PROBLEM REQUIREMENTS >> The reply should contain every line of the data, repeated exactly, and no pictures.
= = = = =
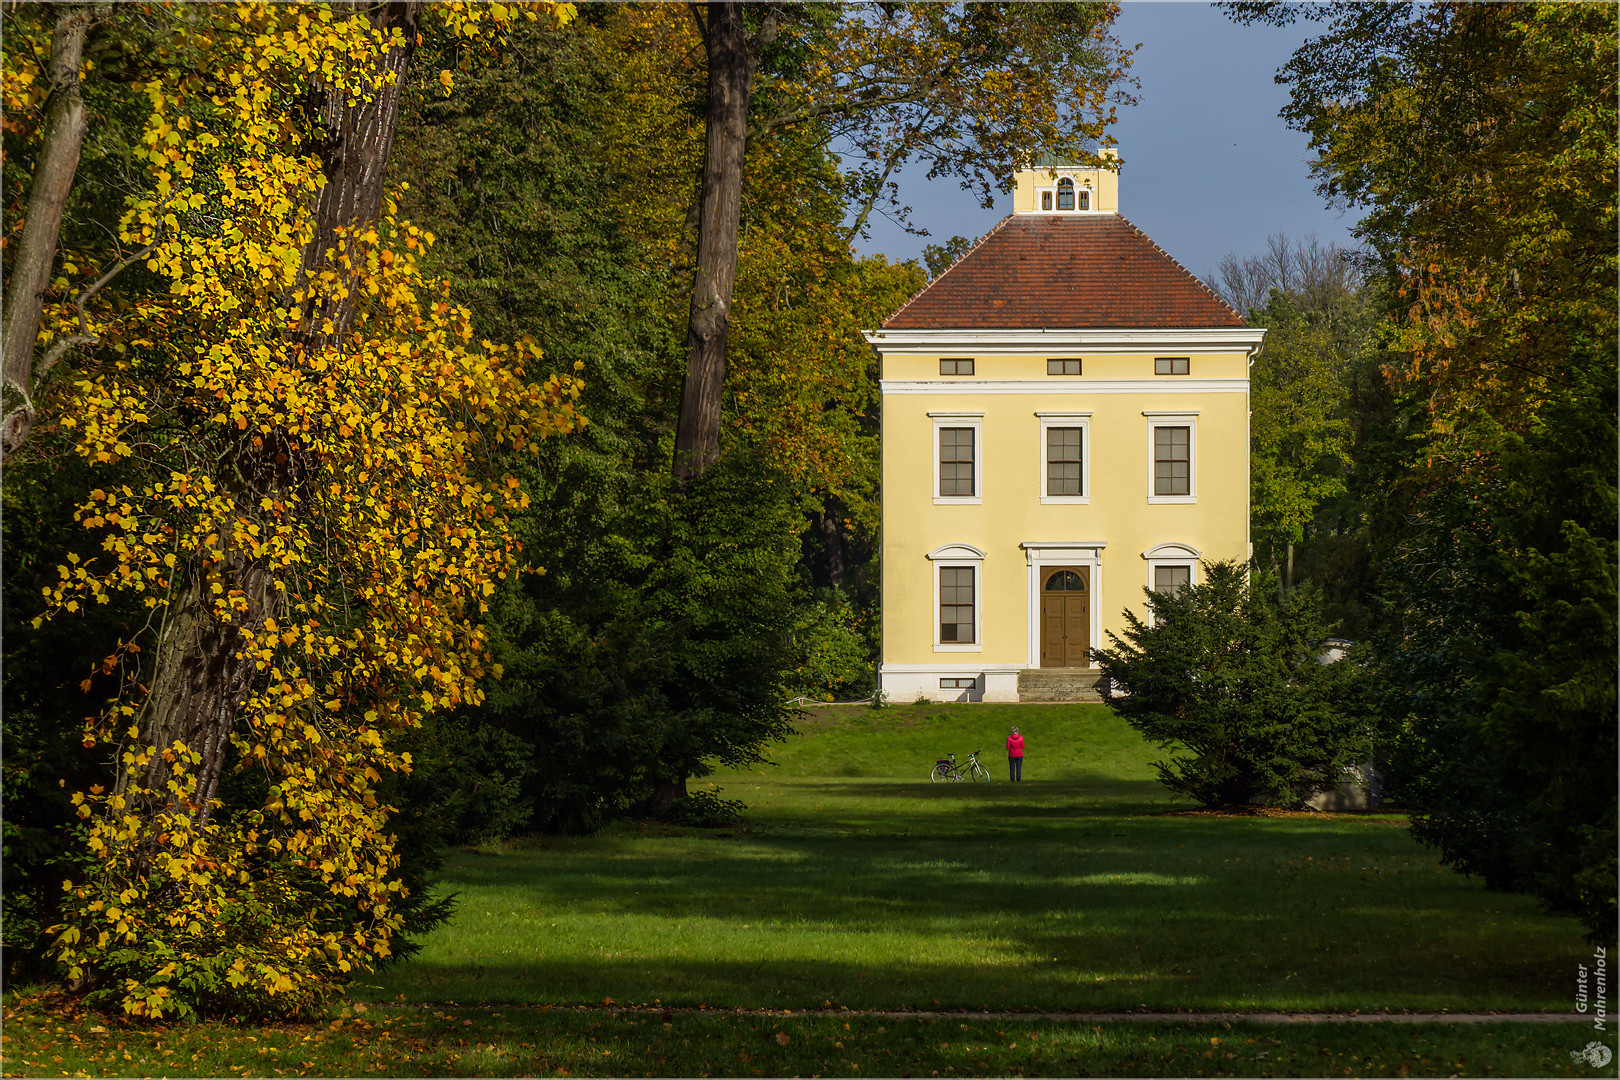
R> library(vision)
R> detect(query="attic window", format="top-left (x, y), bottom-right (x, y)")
top-left (940, 358), bottom-right (975, 376)
top-left (1056, 177), bottom-right (1075, 211)
top-left (1047, 358), bottom-right (1082, 375)
top-left (1155, 357), bottom-right (1190, 375)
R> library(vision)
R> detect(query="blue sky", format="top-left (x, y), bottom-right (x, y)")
top-left (850, 2), bottom-right (1362, 283)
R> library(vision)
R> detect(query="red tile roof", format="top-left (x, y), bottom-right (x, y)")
top-left (882, 214), bottom-right (1246, 329)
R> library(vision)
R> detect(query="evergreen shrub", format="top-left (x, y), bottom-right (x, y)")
top-left (1094, 560), bottom-right (1376, 808)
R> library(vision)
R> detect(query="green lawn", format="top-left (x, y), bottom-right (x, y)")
top-left (0, 1004), bottom-right (1599, 1078)
top-left (3, 703), bottom-right (1602, 1078)
top-left (372, 703), bottom-right (1586, 1015)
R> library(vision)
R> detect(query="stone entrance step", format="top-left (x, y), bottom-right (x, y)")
top-left (1017, 667), bottom-right (1106, 703)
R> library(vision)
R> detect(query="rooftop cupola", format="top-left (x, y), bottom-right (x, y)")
top-left (1014, 147), bottom-right (1120, 216)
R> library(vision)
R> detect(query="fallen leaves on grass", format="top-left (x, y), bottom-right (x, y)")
top-left (1159, 807), bottom-right (1408, 822)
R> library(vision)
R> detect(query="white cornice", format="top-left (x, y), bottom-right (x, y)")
top-left (863, 328), bottom-right (1267, 357)
top-left (882, 379), bottom-right (1248, 395)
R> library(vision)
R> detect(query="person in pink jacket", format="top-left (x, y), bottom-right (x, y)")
top-left (1007, 726), bottom-right (1025, 782)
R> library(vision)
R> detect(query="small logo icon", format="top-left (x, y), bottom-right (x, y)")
top-left (1571, 1041), bottom-right (1614, 1068)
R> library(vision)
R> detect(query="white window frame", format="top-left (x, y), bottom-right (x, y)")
top-left (1037, 411), bottom-right (1091, 505)
top-left (931, 411), bottom-right (983, 505)
top-left (928, 544), bottom-right (985, 653)
top-left (1144, 410), bottom-right (1198, 505)
top-left (1143, 543), bottom-right (1201, 626)
top-left (1035, 174), bottom-right (1099, 215)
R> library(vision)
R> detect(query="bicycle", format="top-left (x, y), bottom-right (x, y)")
top-left (930, 749), bottom-right (990, 783)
= = = = =
SOLUTION TO THE PROBLEM >>
R> library(vision)
R> detect(query="attic window", format="top-left (x, y), bottom-right (x, y)")
top-left (940, 358), bottom-right (975, 376)
top-left (1056, 177), bottom-right (1075, 211)
top-left (1047, 358), bottom-right (1082, 375)
top-left (1155, 357), bottom-right (1190, 375)
R> library(vision)
R> detect(query="blue sky", format="top-left (x, y), bottom-right (x, y)")
top-left (850, 2), bottom-right (1362, 283)
R> library(vision)
R> detect(query="red tile roof", format="top-left (x, y), bottom-right (x, y)")
top-left (882, 214), bottom-right (1246, 329)
R> library(vision)
R> detect(query="evergreen shrub", format="top-left (x, y), bottom-right (x, y)")
top-left (1094, 560), bottom-right (1376, 808)
R> library(vision)
R> detect(query="green lawn", format="top-left (x, y), bottom-right (x, y)")
top-left (0, 1004), bottom-right (1599, 1078)
top-left (3, 703), bottom-right (1602, 1078)
top-left (372, 703), bottom-right (1586, 1015)
R> library(vision)
R> detect(query="stone entrance step", format="top-left (x, y), bottom-right (x, y)")
top-left (1017, 667), bottom-right (1106, 703)
R> library(vision)
R> detect(query="rooftop cupola", format="top-left (x, y), bottom-right (x, y)")
top-left (1014, 147), bottom-right (1120, 216)
R> library(vision)
R> detect(query="fallen leaves on grass", format="top-left (x, y), bottom-right (x, y)")
top-left (1159, 807), bottom-right (1408, 822)
R> library(vision)
R> detect(query="white cornice", format="top-left (x, y), bottom-right (x, y)")
top-left (863, 328), bottom-right (1267, 357)
top-left (882, 379), bottom-right (1248, 395)
R> library(vision)
R> detect(query="person in pink jacket", format="top-left (x, y), bottom-right (x, y)")
top-left (1007, 726), bottom-right (1025, 782)
R> library(vision)
R> detect(query="small logo icon", format="top-left (x, y), bottom-right (x, y)")
top-left (1571, 1041), bottom-right (1614, 1068)
R> library(vision)
R> detect(query="white window frame", format="top-left (x, y), bottom-right (x, y)")
top-left (1037, 411), bottom-right (1091, 505)
top-left (931, 411), bottom-right (983, 505)
top-left (928, 544), bottom-right (985, 653)
top-left (1144, 410), bottom-right (1198, 505)
top-left (1143, 543), bottom-right (1201, 626)
top-left (1035, 174), bottom-right (1099, 215)
R> library(vision)
R> detect(query="bicycle", format="top-left (x, y), bottom-right (x, y)")
top-left (930, 749), bottom-right (990, 783)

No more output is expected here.